- Records provided:
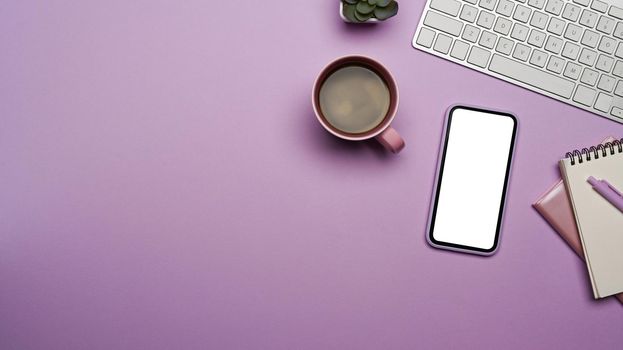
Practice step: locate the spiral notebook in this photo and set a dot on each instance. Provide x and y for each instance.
(599, 223)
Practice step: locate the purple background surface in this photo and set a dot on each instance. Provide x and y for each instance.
(166, 186)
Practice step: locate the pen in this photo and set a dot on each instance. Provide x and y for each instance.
(609, 192)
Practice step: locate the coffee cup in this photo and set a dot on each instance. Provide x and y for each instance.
(356, 98)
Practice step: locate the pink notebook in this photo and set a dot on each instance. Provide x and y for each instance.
(555, 207)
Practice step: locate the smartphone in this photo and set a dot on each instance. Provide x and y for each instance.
(473, 172)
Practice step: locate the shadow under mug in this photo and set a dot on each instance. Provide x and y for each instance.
(383, 132)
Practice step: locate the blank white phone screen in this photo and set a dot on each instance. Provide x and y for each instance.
(473, 177)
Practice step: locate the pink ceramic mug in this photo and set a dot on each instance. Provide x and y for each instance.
(383, 132)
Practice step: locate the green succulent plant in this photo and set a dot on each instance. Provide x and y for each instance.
(362, 10)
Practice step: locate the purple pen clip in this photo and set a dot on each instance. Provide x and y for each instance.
(607, 191)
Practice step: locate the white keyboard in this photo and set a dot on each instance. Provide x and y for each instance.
(569, 50)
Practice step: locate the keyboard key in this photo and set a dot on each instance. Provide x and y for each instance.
(573, 32)
(443, 23)
(487, 39)
(571, 12)
(522, 52)
(478, 57)
(572, 71)
(426, 37)
(470, 33)
(588, 18)
(554, 7)
(450, 7)
(603, 102)
(536, 3)
(443, 43)
(618, 69)
(536, 38)
(520, 32)
(607, 45)
(459, 50)
(584, 95)
(468, 13)
(606, 83)
(504, 46)
(604, 63)
(616, 12)
(605, 25)
(556, 26)
(487, 4)
(505, 8)
(502, 26)
(589, 77)
(522, 13)
(590, 38)
(539, 20)
(571, 51)
(618, 30)
(529, 75)
(555, 64)
(539, 58)
(553, 44)
(599, 6)
(486, 19)
(588, 57)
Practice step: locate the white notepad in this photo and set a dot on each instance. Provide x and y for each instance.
(599, 222)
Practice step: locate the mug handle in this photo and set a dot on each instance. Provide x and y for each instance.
(391, 140)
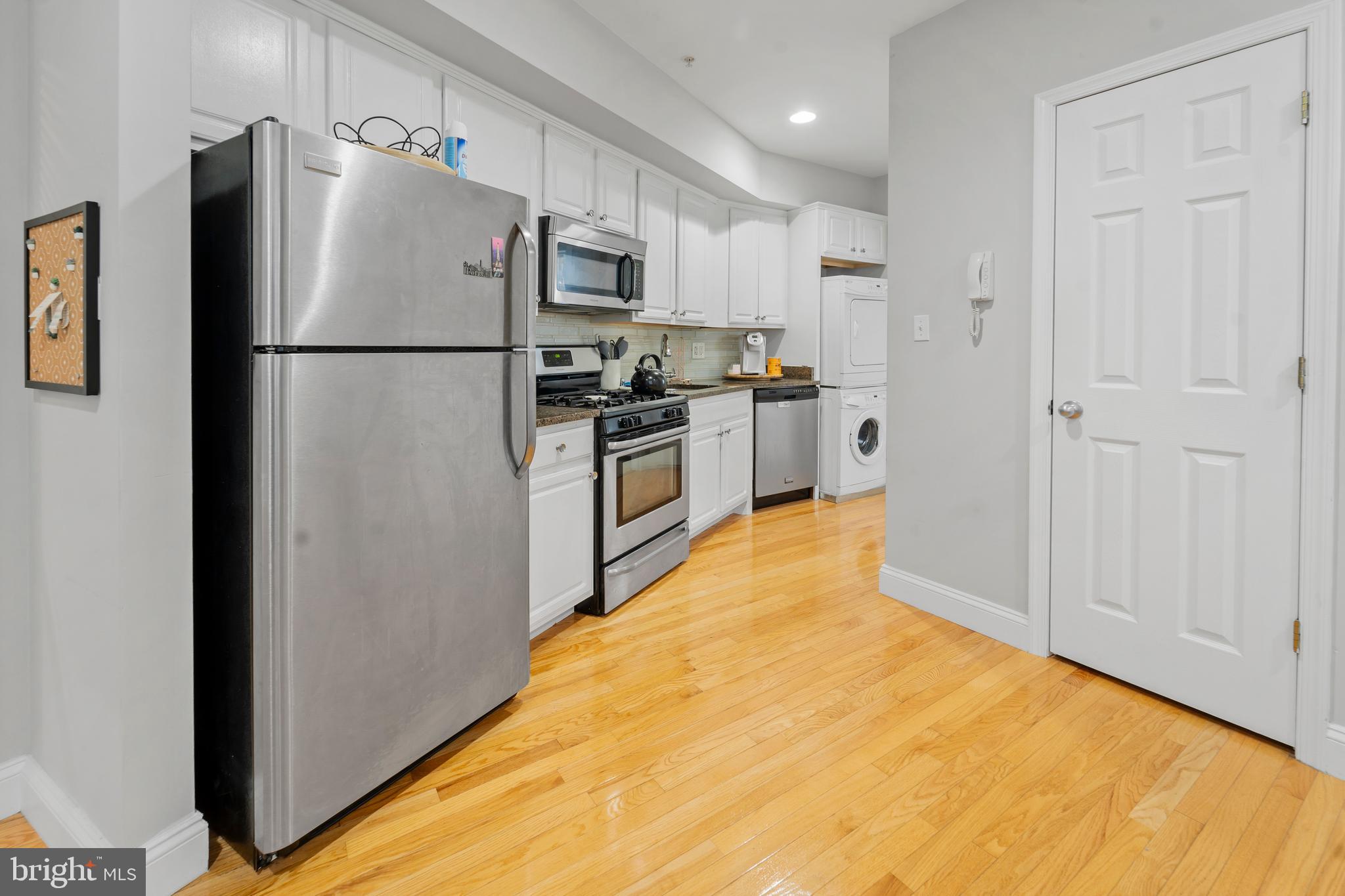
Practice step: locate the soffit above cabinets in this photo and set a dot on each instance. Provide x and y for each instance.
(761, 61)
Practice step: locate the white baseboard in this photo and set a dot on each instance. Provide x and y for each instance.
(957, 606)
(177, 855)
(11, 786)
(174, 857)
(1333, 752)
(53, 815)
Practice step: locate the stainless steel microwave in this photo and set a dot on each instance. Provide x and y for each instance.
(588, 270)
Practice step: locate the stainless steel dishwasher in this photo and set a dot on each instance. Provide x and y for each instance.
(786, 464)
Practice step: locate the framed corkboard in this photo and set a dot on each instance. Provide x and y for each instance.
(61, 301)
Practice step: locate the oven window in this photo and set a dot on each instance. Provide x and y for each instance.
(648, 480)
(591, 272)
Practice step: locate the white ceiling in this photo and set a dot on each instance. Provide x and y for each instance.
(761, 61)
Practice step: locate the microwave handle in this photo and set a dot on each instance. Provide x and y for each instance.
(627, 293)
(526, 354)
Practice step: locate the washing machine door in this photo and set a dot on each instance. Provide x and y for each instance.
(868, 437)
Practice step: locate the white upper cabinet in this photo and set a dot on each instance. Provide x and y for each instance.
(252, 60)
(588, 183)
(657, 226)
(615, 188)
(774, 282)
(839, 234)
(503, 147)
(744, 268)
(850, 237)
(693, 258)
(873, 240)
(369, 78)
(759, 246)
(569, 175)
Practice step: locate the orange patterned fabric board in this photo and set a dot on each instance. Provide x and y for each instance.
(62, 359)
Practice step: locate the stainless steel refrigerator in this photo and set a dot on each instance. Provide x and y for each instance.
(363, 417)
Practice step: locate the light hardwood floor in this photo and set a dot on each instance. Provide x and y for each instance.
(764, 721)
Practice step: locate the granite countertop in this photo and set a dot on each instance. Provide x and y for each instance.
(724, 387)
(557, 416)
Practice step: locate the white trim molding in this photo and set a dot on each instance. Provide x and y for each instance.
(174, 857)
(1317, 743)
(177, 855)
(957, 606)
(11, 786)
(53, 815)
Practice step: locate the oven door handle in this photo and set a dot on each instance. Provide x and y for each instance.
(635, 566)
(612, 448)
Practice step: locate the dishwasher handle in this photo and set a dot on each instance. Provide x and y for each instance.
(785, 394)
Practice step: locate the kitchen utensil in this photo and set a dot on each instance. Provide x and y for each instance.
(649, 381)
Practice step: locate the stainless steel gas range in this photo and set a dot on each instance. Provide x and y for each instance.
(643, 450)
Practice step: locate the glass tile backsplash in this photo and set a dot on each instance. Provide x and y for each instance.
(721, 347)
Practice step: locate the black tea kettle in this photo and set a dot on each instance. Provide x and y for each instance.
(649, 381)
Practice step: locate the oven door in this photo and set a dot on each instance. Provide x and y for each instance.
(594, 276)
(646, 488)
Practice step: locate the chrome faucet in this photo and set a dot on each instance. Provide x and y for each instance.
(667, 352)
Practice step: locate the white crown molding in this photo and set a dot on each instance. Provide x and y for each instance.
(834, 207)
(957, 606)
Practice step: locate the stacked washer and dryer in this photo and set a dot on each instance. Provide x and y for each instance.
(854, 387)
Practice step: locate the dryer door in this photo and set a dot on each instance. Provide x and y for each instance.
(866, 340)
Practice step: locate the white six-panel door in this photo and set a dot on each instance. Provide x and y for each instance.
(1179, 328)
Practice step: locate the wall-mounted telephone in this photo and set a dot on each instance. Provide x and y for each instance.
(981, 285)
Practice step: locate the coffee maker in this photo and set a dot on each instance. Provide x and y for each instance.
(753, 354)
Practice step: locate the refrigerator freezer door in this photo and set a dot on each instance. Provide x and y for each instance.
(390, 570)
(357, 249)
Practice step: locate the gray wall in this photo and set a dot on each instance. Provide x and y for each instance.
(14, 399)
(961, 120)
(109, 479)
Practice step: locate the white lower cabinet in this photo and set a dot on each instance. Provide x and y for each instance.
(707, 446)
(736, 463)
(721, 458)
(560, 543)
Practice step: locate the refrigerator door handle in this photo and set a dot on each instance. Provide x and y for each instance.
(529, 313)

- Required action: Transcribe all of the data above exactly; no picture belongs in the copy.

- Result of the task:
Practice step: locate the spiral notebook in this photo and set a dot on each instance. Provide x and y for each instance.
(599, 223)
Practice step: locate the purple background surface in this photo and set a dot on each instance. Provide x and y for each instance.
(166, 186)
Practice step: locate the pen in this photo and set a dot on each instance. Provide x and y for each instance.
(609, 192)
Practice step: locate the coffee cup in this photo and set a dot on each instance. Provide x and y for each instance.
(356, 98)
Practice step: locate the pink notebook in this photo and set a dot on each instance. Provide x and y for each instance.
(555, 207)
Practice step: locate the smartphone in this photo and set a dot on each instance. Provide x and y for each instance.
(473, 172)
Practice step: locate the shadow under mug in this photo and set a dot on each instance. Provide x and y for each instance.
(383, 132)
Practice step: locate the blank white phone screen in this photo and set a dot on each instance. Provide x and y for each instance.
(473, 177)
Practice step: locate the pink ceramic mug in this photo and set a dot on each instance. Provide x and y for each instance.
(383, 132)
Practice step: locate the green succulent plant in this photo and set a dot on each instance. Provide x and y for each instance.
(362, 10)
Practice step: locate the purple pen clip in this photo and set a dot on each instance. Provide x and y for each instance.
(607, 191)
Practice step: locate the white keyboard in this photo and set a dot on each instance. Provide x and y for each instance.
(569, 50)
Practice step: locate the keyboard key in this photo and set a dot on each instance. Provide x and y for each instance.
(573, 32)
(443, 23)
(487, 39)
(571, 12)
(522, 52)
(478, 57)
(572, 71)
(426, 37)
(470, 33)
(588, 18)
(554, 7)
(450, 7)
(603, 102)
(536, 3)
(443, 43)
(618, 69)
(536, 38)
(520, 32)
(607, 45)
(459, 50)
(584, 95)
(468, 13)
(606, 83)
(504, 46)
(604, 63)
(616, 12)
(605, 25)
(556, 26)
(487, 4)
(505, 8)
(502, 26)
(589, 77)
(522, 13)
(590, 38)
(539, 20)
(571, 51)
(618, 30)
(529, 75)
(555, 64)
(539, 58)
(553, 44)
(599, 6)
(486, 19)
(588, 57)
Practice step: locate the white notepad in this photo and set a dot on each instance. Provide x and y for each instance.
(599, 222)
Practice step: locate the mug handle in this photo and set a dot on each instance. Provide x and y for each instance.
(391, 140)
Practice step: locate the soffit above cabinets in this photo and set a dot on each instance. Provide x and y for each instance.
(761, 61)
Practice step: locate the white baseboard in this photo and set a dot on each instance. Provide x and y for each instance.
(957, 606)
(177, 855)
(11, 786)
(174, 857)
(1333, 752)
(53, 815)
Practice step: locate the stainless steel microwave in this photo and set a dot on each instance. Provide x and y for each instance.
(588, 270)
Practice step: locate the stainless steel dishwasher in this photo and set a dot on each instance. Provide x and y for each instance.
(786, 464)
Practice step: locate the framed corkboard in this photo and set a dot on each instance. Provide x and y for each instance.
(61, 301)
Practice step: locate the oven window in this photo and set a dot on each instance. Provide x and y for each instance.
(648, 480)
(591, 272)
Practice step: locate the white ceiling in this photo and set a dot on each instance. Provide x and y for each instance.
(761, 61)
Practice step: locate the microwave handle in this photo and set a dot on each instance. Provide x and y for each instance.
(627, 293)
(526, 354)
Practice step: locate the washing machine door in this photo and set a dot on each instance. Provide x and y for each instance.
(868, 437)
Practice step: locate the white upper cabinet in this photo and set a dot on each instance. Provide x and y for each instance.
(252, 60)
(588, 183)
(657, 226)
(615, 188)
(774, 282)
(839, 234)
(503, 147)
(744, 268)
(850, 237)
(693, 258)
(873, 240)
(369, 78)
(759, 246)
(569, 175)
Practice step: locate the orange patterned fabric board in this photo and set a dot on each instance. Provide x and y for each instance.
(62, 359)
Practice step: locate the stainless steel refrigerator in this photo and set a dot on each instance. Provide x and y for each instance.
(363, 417)
Practice step: locate the light hardwood floor in this photo and set a dot on each instance. Provide x and y for each instance.
(764, 721)
Practice step: locate the granite countertop in this photo and set a dot on each instance. Provide x and y for each instance.
(724, 387)
(557, 416)
Practice step: locate the white trim molding in this photo and set a dot on each instance. Provide x and y for each instance.
(174, 857)
(1317, 743)
(177, 855)
(957, 606)
(11, 786)
(53, 815)
Practice step: locate the oven door handle in this photo and set a dot on each instance. Provide x and y for each instance.
(635, 566)
(612, 448)
Practice step: locate the dishwasher handle in this photo and set a dot on each instance. Provide x and y for each instance.
(785, 394)
Practice step: locate the kitchen utensil in this photo and set a dot on each instance. Provide x and y for each instance.
(649, 381)
Practice step: locate the stainless steel gas range in this photo and set a dot on each instance. Provide x and y for each instance.
(643, 450)
Practice step: locate the glass tile backsplash in this photo and set a dot on each instance. Provide x and y for each instance.
(721, 347)
Practice step: locate the black tea kettle in this photo and set a dot on each instance. Provide x and y for each instance.
(649, 381)
Practice step: locate the oven door in this photo and set a dot on each instance. Provide x and y for each instance.
(594, 276)
(646, 488)
Practice step: locate the chrome faucet in this photo and set a dot on each instance. Provide x and y for each instance.
(667, 352)
Practice step: locate the white crown molding in this photo and set a dot on each instance. Provide x and y for each instance.
(834, 207)
(957, 606)
Practice step: locate the stacked washer and dryer in this photo and set a dot on each instance. Provide x and y for each instance.
(854, 387)
Practice step: locate the dryer door in this photo and set a dot on each instance. Provide x and y for each instance.
(866, 340)
Practice step: locate the white six-panel door in this photo and set a dot on each instance. Provide x and y for each instance.
(1179, 328)
Practice step: locate the wall-mounted telephone in this photo and set a dot on each instance. Provide x and y for each instance.
(981, 285)
Practice step: locate the coffee maker in this photo and set a dot on each instance. Provide x and y for each instance.
(753, 354)
Practice step: locate the refrigerator freezer door in this photo and set a dot on each instance. Provide x and y for each instance.
(390, 570)
(357, 249)
Practice step: locate the gray wall in this photo and set a dot on each instance. Provide x and y for each instance.
(14, 399)
(961, 120)
(109, 479)
Practice step: locate the white lower cabinet in this photo and set a dot on each instance. Provide x and y for each instance.
(707, 446)
(736, 463)
(721, 458)
(560, 543)
Practice step: locate the refrigerator door handle in this photo and set a dot on each instance. Provide x and y for each instance.
(529, 313)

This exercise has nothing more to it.